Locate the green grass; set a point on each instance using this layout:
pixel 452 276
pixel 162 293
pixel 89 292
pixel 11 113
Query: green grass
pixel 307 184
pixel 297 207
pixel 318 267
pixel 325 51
----------
§ SHORT TASK
Rewrite all of the material with "green grass" replaced by "dry grass" and everything else left as it is.

§ TASK SOLUTION
Locate the dry grass; set a point on each instance using this layout:
pixel 452 276
pixel 162 293
pixel 89 292
pixel 11 113
Query: dry grass
pixel 307 184
pixel 297 207
pixel 318 267
pixel 325 51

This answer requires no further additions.